**L'exercice:** Recopiez intégralement, sans rien changer, l'extrait ci-dessous sur l'onéirocritie dans la Bible.

**Extrait du document:**
..............................

Mais, répétons-le bien, pour éviter tout malentendu : en même temps qu’elle condamne les fausses visions et les songes des méchants, la Bible nous apprend qu’il y a des visions vraies et envoyées par le Très-Haut. Aussi, la loi de Moïse permettait-elle de s’adresser à Dieu par l’entremise des prophètes pour avoir l’interprétation des songes venant du ciel. Par ce moyen, l’onéirocritie était maintenue dans de sages limites, qui soustrayaient le peuple aux dangers que pouvait lui faire courir l’exploitation du charlatanisme. Le Deutéronome va jusqu’à édicter la peine de mort contre les faux prophètes qui débitent des songes et prédisent des choses extraordinaires et prodigieuses.

Moïse admettait donc une espèce d’onéirocritie, l’onéirocritie de révélation divine, dont l’interprétation rentrait dans les attributions sacrées des lévites et du grand-prêtre. Cependant, malgré le sage règlement de Moïse, l’Onéirocritie mensongère trouvait encore des adeptes dans Israël, et florissait du vivant d’Isaïe, qui reprochait à ses contemporains de passer les nuits dans des cavernes et d’aller coucher dans les sépulcres, pour y recevoir dans leur sommeil des révélations de l’avenir.

..............................

Enregistrements d'un jeu de données:
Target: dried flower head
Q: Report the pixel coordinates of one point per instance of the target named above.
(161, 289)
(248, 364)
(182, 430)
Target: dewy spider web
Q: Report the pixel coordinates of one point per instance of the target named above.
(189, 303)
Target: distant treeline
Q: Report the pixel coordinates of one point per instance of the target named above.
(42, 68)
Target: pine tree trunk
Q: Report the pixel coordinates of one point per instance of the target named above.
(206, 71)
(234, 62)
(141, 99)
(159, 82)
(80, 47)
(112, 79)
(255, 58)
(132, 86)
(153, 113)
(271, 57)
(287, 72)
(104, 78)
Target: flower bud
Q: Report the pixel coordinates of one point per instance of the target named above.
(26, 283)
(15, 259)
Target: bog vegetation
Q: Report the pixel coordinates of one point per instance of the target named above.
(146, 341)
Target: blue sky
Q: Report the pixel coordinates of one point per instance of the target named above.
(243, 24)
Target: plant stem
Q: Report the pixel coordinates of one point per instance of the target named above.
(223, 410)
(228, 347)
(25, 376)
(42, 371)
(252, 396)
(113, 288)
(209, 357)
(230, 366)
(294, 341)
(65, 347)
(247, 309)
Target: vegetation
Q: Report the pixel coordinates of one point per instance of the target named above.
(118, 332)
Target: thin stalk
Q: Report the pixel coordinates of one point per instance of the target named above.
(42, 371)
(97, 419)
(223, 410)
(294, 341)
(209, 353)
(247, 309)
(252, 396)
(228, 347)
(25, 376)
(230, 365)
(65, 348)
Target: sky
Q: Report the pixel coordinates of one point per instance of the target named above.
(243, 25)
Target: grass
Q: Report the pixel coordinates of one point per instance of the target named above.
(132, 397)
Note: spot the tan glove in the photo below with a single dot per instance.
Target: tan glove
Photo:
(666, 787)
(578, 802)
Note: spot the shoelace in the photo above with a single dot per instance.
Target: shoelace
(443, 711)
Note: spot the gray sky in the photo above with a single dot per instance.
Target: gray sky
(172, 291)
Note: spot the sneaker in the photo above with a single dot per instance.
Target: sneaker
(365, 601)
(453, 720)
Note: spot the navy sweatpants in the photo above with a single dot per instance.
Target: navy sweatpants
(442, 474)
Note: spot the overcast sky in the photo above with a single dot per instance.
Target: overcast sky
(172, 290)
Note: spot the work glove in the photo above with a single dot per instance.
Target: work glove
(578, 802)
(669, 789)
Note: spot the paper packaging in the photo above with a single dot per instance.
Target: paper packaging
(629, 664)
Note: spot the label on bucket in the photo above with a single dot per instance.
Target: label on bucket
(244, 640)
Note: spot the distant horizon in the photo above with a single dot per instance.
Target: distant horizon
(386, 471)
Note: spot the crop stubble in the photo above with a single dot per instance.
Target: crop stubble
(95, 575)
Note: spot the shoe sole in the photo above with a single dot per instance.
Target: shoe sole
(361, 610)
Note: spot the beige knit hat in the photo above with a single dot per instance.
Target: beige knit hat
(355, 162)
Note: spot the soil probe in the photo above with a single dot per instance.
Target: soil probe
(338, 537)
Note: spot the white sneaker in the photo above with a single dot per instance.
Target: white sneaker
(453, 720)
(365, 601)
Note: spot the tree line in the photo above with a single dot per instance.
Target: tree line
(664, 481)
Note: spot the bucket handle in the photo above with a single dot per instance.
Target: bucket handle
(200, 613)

..............................

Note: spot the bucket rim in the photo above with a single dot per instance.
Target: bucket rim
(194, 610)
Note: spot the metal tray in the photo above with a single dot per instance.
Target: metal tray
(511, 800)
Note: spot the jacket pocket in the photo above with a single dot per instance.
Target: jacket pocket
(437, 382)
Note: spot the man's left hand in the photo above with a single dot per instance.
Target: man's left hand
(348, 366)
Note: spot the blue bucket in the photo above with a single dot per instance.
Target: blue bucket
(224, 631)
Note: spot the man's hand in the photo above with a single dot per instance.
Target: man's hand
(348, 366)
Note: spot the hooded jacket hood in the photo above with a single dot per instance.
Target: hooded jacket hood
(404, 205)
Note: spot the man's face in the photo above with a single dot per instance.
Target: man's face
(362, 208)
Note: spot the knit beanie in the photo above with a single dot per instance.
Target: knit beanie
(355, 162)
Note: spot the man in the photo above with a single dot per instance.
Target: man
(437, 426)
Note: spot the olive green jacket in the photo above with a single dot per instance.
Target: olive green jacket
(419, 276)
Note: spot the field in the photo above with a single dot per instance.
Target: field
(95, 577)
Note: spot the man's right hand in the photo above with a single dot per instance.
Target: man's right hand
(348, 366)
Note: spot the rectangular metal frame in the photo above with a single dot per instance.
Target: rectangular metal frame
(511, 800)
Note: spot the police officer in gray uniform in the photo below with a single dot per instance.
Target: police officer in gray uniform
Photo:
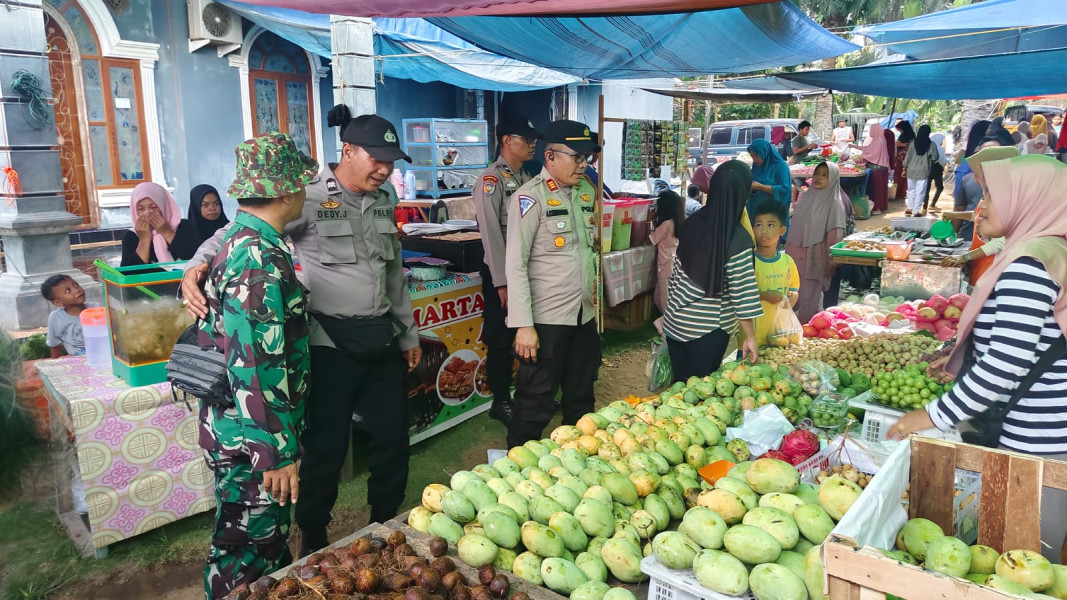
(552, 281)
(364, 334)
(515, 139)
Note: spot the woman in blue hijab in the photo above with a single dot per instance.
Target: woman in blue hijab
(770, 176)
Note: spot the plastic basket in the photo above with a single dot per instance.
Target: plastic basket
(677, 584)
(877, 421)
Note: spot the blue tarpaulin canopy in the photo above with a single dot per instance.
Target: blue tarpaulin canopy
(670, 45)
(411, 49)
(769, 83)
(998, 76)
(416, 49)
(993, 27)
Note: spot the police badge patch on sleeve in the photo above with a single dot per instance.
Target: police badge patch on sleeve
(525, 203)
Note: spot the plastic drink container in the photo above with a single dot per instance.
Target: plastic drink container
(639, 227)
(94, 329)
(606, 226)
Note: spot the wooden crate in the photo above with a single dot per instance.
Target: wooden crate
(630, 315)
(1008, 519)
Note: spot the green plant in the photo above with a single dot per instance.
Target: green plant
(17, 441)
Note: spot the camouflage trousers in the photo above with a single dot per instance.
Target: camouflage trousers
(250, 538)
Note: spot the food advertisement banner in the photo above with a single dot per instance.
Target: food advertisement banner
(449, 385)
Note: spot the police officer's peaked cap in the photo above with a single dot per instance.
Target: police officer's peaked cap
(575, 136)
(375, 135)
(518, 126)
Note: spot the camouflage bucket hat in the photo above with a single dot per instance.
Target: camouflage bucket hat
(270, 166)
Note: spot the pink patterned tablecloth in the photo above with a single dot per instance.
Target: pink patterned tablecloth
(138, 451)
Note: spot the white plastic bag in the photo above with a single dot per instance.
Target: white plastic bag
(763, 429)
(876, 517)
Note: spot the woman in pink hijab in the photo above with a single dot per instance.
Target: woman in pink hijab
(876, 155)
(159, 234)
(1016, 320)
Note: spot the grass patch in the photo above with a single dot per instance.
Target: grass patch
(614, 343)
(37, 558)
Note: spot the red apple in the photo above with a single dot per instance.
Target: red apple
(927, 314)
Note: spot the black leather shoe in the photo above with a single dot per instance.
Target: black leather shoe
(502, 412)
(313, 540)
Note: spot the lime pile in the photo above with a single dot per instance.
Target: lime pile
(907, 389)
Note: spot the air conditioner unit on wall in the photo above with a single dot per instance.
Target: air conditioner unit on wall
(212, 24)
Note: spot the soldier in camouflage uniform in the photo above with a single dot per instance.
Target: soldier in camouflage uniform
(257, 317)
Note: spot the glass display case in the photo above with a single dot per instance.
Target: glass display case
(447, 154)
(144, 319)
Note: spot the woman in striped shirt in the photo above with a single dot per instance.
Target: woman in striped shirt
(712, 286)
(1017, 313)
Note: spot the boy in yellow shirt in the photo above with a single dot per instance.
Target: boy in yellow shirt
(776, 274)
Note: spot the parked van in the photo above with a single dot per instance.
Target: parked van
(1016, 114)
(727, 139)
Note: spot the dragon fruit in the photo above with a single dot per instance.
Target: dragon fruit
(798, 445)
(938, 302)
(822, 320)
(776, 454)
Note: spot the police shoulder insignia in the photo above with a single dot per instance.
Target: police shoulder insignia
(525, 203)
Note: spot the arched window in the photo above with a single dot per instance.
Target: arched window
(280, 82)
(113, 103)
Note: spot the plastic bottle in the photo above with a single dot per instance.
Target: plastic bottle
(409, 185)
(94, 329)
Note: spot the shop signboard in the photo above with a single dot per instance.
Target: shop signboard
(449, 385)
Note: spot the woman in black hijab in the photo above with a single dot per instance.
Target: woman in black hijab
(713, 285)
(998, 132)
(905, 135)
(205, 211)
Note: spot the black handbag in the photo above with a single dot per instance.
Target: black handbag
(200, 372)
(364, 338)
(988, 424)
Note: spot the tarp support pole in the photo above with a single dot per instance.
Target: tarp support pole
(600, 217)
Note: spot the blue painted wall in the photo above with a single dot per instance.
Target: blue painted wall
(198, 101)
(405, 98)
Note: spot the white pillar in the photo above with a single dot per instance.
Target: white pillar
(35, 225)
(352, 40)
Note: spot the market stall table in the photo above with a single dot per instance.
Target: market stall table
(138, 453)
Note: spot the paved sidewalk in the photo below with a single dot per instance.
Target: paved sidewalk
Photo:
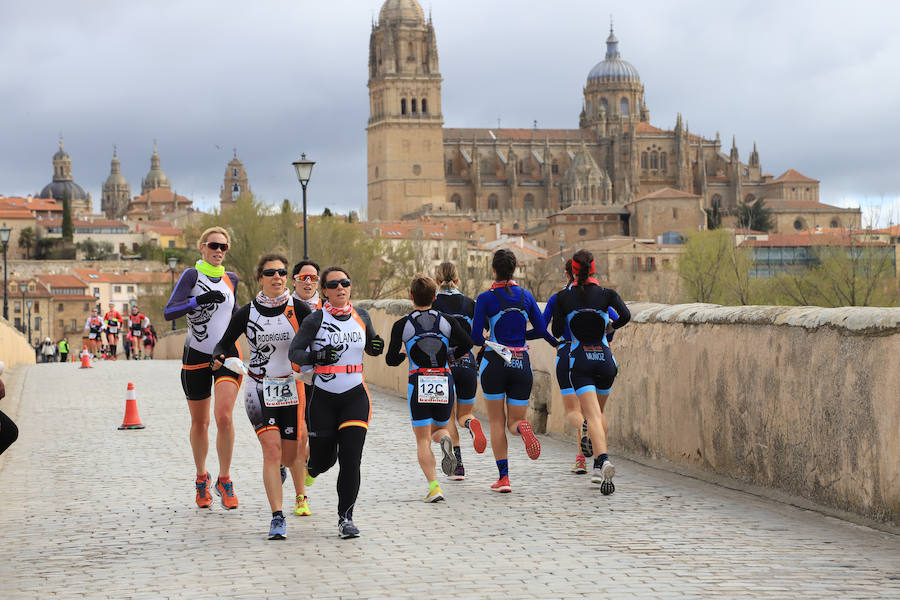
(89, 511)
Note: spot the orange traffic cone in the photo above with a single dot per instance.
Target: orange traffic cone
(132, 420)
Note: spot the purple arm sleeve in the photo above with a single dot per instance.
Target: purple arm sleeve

..............................

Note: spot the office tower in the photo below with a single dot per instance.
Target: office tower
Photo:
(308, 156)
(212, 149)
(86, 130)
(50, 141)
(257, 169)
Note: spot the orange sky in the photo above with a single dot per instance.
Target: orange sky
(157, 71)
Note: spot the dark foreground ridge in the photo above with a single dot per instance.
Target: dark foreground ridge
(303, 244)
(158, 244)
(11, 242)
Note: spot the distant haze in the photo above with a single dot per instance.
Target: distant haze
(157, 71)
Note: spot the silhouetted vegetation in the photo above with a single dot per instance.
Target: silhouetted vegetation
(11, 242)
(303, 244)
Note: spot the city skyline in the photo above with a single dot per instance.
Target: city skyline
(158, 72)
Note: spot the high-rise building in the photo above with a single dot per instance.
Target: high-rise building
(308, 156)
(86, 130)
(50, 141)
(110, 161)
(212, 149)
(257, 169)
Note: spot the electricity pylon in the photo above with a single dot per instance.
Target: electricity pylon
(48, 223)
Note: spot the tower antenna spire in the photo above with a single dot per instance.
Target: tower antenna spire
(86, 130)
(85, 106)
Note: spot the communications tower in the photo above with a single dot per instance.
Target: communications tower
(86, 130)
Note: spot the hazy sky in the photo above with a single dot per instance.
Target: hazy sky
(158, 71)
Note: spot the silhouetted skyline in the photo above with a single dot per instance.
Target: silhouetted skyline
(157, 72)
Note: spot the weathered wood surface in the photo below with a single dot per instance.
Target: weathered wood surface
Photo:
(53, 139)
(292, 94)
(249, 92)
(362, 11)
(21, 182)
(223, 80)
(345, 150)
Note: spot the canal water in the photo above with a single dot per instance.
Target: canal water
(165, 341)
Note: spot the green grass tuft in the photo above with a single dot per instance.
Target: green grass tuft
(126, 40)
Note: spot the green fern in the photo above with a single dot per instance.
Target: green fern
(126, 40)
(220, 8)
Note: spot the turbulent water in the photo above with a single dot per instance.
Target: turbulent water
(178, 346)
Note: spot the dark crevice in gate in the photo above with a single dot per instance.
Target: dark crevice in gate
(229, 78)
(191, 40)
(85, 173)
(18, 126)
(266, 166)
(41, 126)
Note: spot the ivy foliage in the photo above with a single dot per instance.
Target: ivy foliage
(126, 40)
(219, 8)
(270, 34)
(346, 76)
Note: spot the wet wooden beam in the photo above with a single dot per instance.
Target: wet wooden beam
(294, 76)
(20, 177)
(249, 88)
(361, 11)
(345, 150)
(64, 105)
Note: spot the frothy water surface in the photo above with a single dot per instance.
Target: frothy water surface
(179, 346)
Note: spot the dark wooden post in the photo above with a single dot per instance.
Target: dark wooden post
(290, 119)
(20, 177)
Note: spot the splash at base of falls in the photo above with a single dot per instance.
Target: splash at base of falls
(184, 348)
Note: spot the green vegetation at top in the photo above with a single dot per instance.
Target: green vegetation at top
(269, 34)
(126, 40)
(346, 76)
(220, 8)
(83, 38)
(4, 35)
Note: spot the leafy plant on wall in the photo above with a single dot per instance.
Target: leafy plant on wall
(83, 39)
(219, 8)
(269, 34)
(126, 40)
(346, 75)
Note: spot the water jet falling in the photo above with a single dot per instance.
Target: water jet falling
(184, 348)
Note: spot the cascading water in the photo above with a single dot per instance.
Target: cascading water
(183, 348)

..............................

**Résultat:**
Mais, répétons-le bien, pour éviter tout malentendu : en même temps qu’elle condamne les fausses visions et les songes des méchants, la Bible nous apprend qu’il y a des visions vraies et envoyées par le Très-Haut. Aussi, la loi de Moïse permettait-elle de s’adresser à Dieu par l’entremise des prophètes pour avoir l’interprétation des songes venant du ciel. Par ce moyen, l’onéirocritie était maintenue dans de sages limites, qui soustrayaient le peuple aux dangers que pouvait lui faire courir l’exploitation du charlatanisme. Le Deutéronome va jusqu’à édicter la peine de mort contre les faux prophètes qui débitent des songes et prédisent des choses extraordinaires et prodigieuses.

Moïse admettait donc une espèce d’onéirocritie, l’onéirocritie de révélation divine, dont l’interprétation rentrait dans les attributions sacrées des lévites et du grand-prêtre. Cependant, malgré le sage règlement de Moïse, l’Onéirocritie mensongère trouvait encore des adeptes dans Israël, et florissait du vivant d’Isaïe, qui reprochait à ses contemporains de passer les nuits dans des cavernes et d’aller coucher dans les sépulcres, pour y recevoir dans leur sommeil des révélations de l’avenir.